▶ PASSAGE PROVIDED
▼
Search This Blog


Wednesday, September 29, 2010

Macros and Type Hints: Metadata and the Medusa.

In my last post, there was a piece of code-generation that I couldn't do, and Meikel Brandmeyer ( ) helped me to do it in spite of how dim I was being. This was his advice.
;; Meikel's answer to my question: How to get rid of the call to int-array?

;; In my last post, I posed a question about how to get rid of a call to
;; int-array in some generated code.

;; I was using it to let the compiler know that a certain array was a Java array
;; of ints.

;; Normally, you'd do this with the type hint ^ints, but I was generating the
;; code, and couldn't make it work.

;; Meikel Brandmeyer ( ) not only answered my question,
;; but through sheer patience managed to get the answer through my skull, and so
;; I'm writing it down here as a reference for the next time I can't remember.

;; Using type hints turns out to be tricky from generated code, because
;; type hints are metadata. However once you've seen the trick it's OK.

;; Here's a model problem:

;; Some arrays of java ints:
(def thousand-ints    (int-array 1000     (range)))
(def million-ints     (int-array 1000000  (range)))
(def ten-million-ints (int-array 10000000 (range)))

;; A function that looks at them, but does nothing.
(defn do-nowt [a]
  (let [len (alength a)]
     (loop [i 0]
       (when (< i len)
         (aget a i)
         (recur (inc i))))))

;; As if the array were the Medusa, just looking turns the function to stone:
(time (do-nowt thousand-ints))
▲
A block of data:
▼
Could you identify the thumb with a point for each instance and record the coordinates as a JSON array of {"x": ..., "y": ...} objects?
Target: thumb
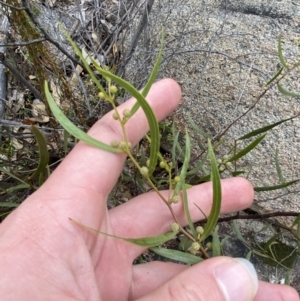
[{"x": 216, "y": 279}]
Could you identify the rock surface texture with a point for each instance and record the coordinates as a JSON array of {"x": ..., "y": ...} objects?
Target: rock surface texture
[{"x": 222, "y": 53}]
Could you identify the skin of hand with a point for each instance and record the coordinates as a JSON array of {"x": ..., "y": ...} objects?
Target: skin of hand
[{"x": 45, "y": 256}]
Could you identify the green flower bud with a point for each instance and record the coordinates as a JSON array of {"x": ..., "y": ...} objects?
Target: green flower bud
[
  {"x": 144, "y": 171},
  {"x": 222, "y": 168},
  {"x": 175, "y": 199},
  {"x": 195, "y": 246},
  {"x": 162, "y": 164},
  {"x": 209, "y": 246},
  {"x": 175, "y": 227},
  {"x": 126, "y": 113},
  {"x": 113, "y": 89},
  {"x": 101, "y": 95},
  {"x": 199, "y": 230},
  {"x": 115, "y": 116},
  {"x": 177, "y": 179},
  {"x": 115, "y": 143}
]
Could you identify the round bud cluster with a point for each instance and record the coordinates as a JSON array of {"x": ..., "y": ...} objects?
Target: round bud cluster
[
  {"x": 162, "y": 164},
  {"x": 115, "y": 143},
  {"x": 101, "y": 95},
  {"x": 195, "y": 247},
  {"x": 144, "y": 171},
  {"x": 209, "y": 246},
  {"x": 113, "y": 89},
  {"x": 177, "y": 179},
  {"x": 126, "y": 113},
  {"x": 199, "y": 230},
  {"x": 115, "y": 116},
  {"x": 175, "y": 227},
  {"x": 175, "y": 199}
]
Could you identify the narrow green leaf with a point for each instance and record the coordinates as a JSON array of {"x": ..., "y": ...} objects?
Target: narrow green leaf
[
  {"x": 274, "y": 77},
  {"x": 13, "y": 176},
  {"x": 217, "y": 194},
  {"x": 197, "y": 128},
  {"x": 43, "y": 152},
  {"x": 8, "y": 205},
  {"x": 83, "y": 59},
  {"x": 153, "y": 75},
  {"x": 278, "y": 168},
  {"x": 198, "y": 166},
  {"x": 280, "y": 186},
  {"x": 187, "y": 211},
  {"x": 265, "y": 128},
  {"x": 216, "y": 245},
  {"x": 287, "y": 93},
  {"x": 17, "y": 187},
  {"x": 184, "y": 257},
  {"x": 247, "y": 149},
  {"x": 152, "y": 121},
  {"x": 280, "y": 53},
  {"x": 151, "y": 241},
  {"x": 237, "y": 172},
  {"x": 185, "y": 165},
  {"x": 72, "y": 129}
]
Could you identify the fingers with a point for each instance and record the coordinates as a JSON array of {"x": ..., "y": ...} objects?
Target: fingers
[
  {"x": 216, "y": 279},
  {"x": 98, "y": 170},
  {"x": 148, "y": 215}
]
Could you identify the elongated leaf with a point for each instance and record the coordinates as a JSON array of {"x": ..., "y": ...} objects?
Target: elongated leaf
[
  {"x": 247, "y": 149},
  {"x": 287, "y": 93},
  {"x": 280, "y": 53},
  {"x": 280, "y": 186},
  {"x": 278, "y": 168},
  {"x": 217, "y": 194},
  {"x": 43, "y": 152},
  {"x": 153, "y": 75},
  {"x": 16, "y": 187},
  {"x": 275, "y": 76},
  {"x": 13, "y": 176},
  {"x": 84, "y": 60},
  {"x": 152, "y": 121},
  {"x": 197, "y": 128},
  {"x": 184, "y": 257},
  {"x": 8, "y": 205},
  {"x": 265, "y": 128},
  {"x": 216, "y": 242},
  {"x": 198, "y": 166},
  {"x": 185, "y": 165},
  {"x": 151, "y": 241},
  {"x": 73, "y": 129}
]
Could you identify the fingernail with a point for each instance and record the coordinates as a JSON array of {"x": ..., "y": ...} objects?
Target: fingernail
[{"x": 237, "y": 279}]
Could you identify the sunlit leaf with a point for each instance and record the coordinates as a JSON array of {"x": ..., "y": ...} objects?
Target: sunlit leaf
[
  {"x": 280, "y": 186},
  {"x": 152, "y": 121},
  {"x": 153, "y": 74},
  {"x": 280, "y": 53},
  {"x": 217, "y": 194},
  {"x": 247, "y": 149},
  {"x": 43, "y": 152},
  {"x": 216, "y": 245},
  {"x": 278, "y": 168},
  {"x": 265, "y": 128},
  {"x": 184, "y": 257},
  {"x": 151, "y": 241},
  {"x": 73, "y": 129}
]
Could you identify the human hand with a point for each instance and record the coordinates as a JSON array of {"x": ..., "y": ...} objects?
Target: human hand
[{"x": 45, "y": 256}]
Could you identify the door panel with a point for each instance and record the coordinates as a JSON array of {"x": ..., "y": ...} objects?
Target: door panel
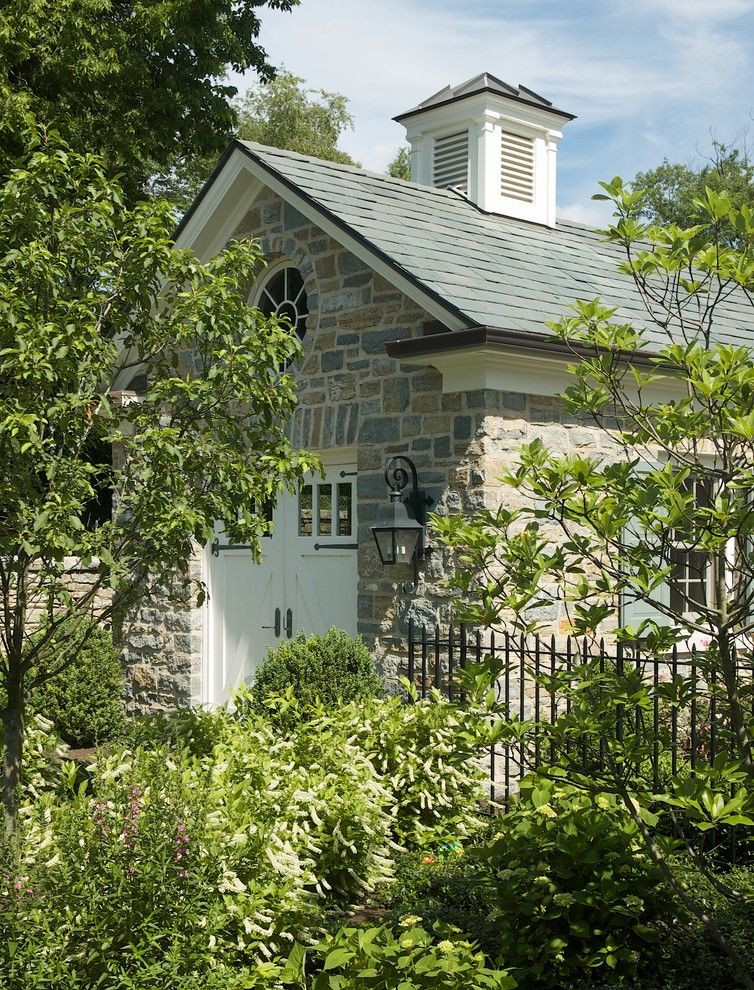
[
  {"x": 308, "y": 568},
  {"x": 244, "y": 597},
  {"x": 320, "y": 552}
]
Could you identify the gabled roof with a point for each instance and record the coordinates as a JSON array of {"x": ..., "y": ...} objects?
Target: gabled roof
[
  {"x": 485, "y": 82},
  {"x": 482, "y": 269}
]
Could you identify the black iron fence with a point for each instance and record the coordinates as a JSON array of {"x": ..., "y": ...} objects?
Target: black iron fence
[{"x": 530, "y": 686}]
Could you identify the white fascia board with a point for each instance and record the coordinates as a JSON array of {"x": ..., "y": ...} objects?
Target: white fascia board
[
  {"x": 516, "y": 370},
  {"x": 224, "y": 206},
  {"x": 233, "y": 192}
]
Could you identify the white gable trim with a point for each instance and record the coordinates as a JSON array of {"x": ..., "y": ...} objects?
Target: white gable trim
[
  {"x": 232, "y": 191},
  {"x": 511, "y": 369}
]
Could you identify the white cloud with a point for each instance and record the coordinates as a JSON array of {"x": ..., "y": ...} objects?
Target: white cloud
[{"x": 647, "y": 78}]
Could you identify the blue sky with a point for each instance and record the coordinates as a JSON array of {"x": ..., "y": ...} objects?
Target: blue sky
[{"x": 647, "y": 78}]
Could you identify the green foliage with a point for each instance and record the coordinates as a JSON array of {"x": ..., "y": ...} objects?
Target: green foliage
[
  {"x": 139, "y": 82},
  {"x": 410, "y": 959},
  {"x": 671, "y": 190},
  {"x": 576, "y": 895},
  {"x": 84, "y": 701},
  {"x": 400, "y": 166},
  {"x": 428, "y": 753},
  {"x": 80, "y": 281},
  {"x": 213, "y": 844},
  {"x": 285, "y": 113},
  {"x": 687, "y": 958},
  {"x": 447, "y": 887},
  {"x": 332, "y": 669}
]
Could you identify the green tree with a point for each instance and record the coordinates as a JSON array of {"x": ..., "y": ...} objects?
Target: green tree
[
  {"x": 138, "y": 81},
  {"x": 285, "y": 113},
  {"x": 670, "y": 191},
  {"x": 91, "y": 293},
  {"x": 669, "y": 514},
  {"x": 400, "y": 166}
]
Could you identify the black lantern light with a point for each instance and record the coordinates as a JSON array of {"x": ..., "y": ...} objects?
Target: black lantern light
[{"x": 399, "y": 529}]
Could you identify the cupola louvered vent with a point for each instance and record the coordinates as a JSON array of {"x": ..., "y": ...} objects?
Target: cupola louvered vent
[
  {"x": 517, "y": 167},
  {"x": 451, "y": 161}
]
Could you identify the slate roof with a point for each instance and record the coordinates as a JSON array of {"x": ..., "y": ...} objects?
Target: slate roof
[
  {"x": 485, "y": 82},
  {"x": 488, "y": 270}
]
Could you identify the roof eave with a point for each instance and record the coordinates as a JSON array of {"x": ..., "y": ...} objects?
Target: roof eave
[{"x": 499, "y": 338}]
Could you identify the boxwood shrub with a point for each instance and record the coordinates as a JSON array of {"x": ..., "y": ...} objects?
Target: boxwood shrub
[{"x": 332, "y": 669}]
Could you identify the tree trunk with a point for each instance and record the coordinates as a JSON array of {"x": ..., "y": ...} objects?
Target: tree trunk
[
  {"x": 738, "y": 719},
  {"x": 13, "y": 737}
]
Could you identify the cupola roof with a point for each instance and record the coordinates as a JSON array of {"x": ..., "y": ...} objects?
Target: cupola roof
[{"x": 484, "y": 82}]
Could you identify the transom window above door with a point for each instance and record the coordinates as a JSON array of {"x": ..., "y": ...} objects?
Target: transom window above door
[{"x": 283, "y": 294}]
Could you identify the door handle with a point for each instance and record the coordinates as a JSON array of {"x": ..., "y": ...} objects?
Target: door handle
[{"x": 276, "y": 627}]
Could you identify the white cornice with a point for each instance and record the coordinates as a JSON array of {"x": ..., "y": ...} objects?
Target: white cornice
[
  {"x": 235, "y": 188},
  {"x": 516, "y": 370}
]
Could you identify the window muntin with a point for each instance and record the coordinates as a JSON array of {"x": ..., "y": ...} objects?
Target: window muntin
[
  {"x": 283, "y": 294},
  {"x": 326, "y": 509},
  {"x": 691, "y": 577}
]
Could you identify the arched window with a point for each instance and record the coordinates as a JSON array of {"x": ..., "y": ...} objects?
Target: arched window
[{"x": 283, "y": 294}]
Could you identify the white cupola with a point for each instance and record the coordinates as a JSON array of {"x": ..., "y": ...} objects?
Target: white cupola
[{"x": 496, "y": 144}]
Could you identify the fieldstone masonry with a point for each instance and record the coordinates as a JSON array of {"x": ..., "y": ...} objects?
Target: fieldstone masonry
[{"x": 352, "y": 394}]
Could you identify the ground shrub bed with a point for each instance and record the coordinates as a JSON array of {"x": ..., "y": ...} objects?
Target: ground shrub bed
[
  {"x": 173, "y": 857},
  {"x": 326, "y": 843}
]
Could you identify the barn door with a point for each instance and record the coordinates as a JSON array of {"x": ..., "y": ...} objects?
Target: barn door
[
  {"x": 305, "y": 582},
  {"x": 320, "y": 553}
]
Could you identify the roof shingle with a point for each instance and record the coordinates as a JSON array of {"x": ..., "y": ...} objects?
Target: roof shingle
[{"x": 496, "y": 271}]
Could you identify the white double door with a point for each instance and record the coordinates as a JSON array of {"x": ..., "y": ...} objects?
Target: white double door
[{"x": 306, "y": 580}]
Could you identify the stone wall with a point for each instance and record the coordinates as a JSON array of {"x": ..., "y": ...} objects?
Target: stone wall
[
  {"x": 162, "y": 648},
  {"x": 353, "y": 395}
]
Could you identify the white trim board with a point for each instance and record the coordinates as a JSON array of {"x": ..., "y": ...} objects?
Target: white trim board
[
  {"x": 515, "y": 370},
  {"x": 233, "y": 191}
]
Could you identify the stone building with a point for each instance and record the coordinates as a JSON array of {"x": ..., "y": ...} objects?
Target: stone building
[{"x": 421, "y": 308}]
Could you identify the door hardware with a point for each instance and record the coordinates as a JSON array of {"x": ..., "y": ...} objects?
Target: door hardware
[{"x": 276, "y": 627}]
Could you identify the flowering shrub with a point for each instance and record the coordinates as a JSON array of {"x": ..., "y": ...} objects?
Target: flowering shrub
[
  {"x": 219, "y": 842},
  {"x": 442, "y": 886},
  {"x": 428, "y": 754},
  {"x": 411, "y": 958}
]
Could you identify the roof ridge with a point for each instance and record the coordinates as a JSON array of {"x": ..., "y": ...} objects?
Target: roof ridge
[{"x": 449, "y": 194}]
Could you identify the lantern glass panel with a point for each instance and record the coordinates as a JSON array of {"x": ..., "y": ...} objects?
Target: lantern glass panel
[{"x": 385, "y": 539}]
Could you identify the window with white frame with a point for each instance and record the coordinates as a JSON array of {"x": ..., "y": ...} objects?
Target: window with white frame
[
  {"x": 283, "y": 294},
  {"x": 691, "y": 578}
]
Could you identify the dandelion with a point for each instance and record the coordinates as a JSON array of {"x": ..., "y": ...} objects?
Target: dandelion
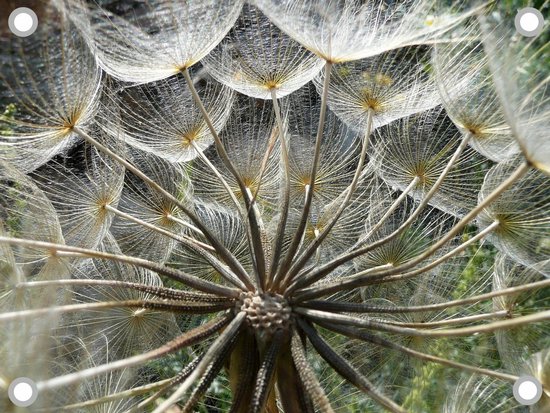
▲
▶ PROBLEM STATEMENT
In the blog post on macros and type hints, what are all the names that the code defines at top level with def or defn?

▶ RESULT
thousand-ints, million-ints, ten-million-ints, do-nowt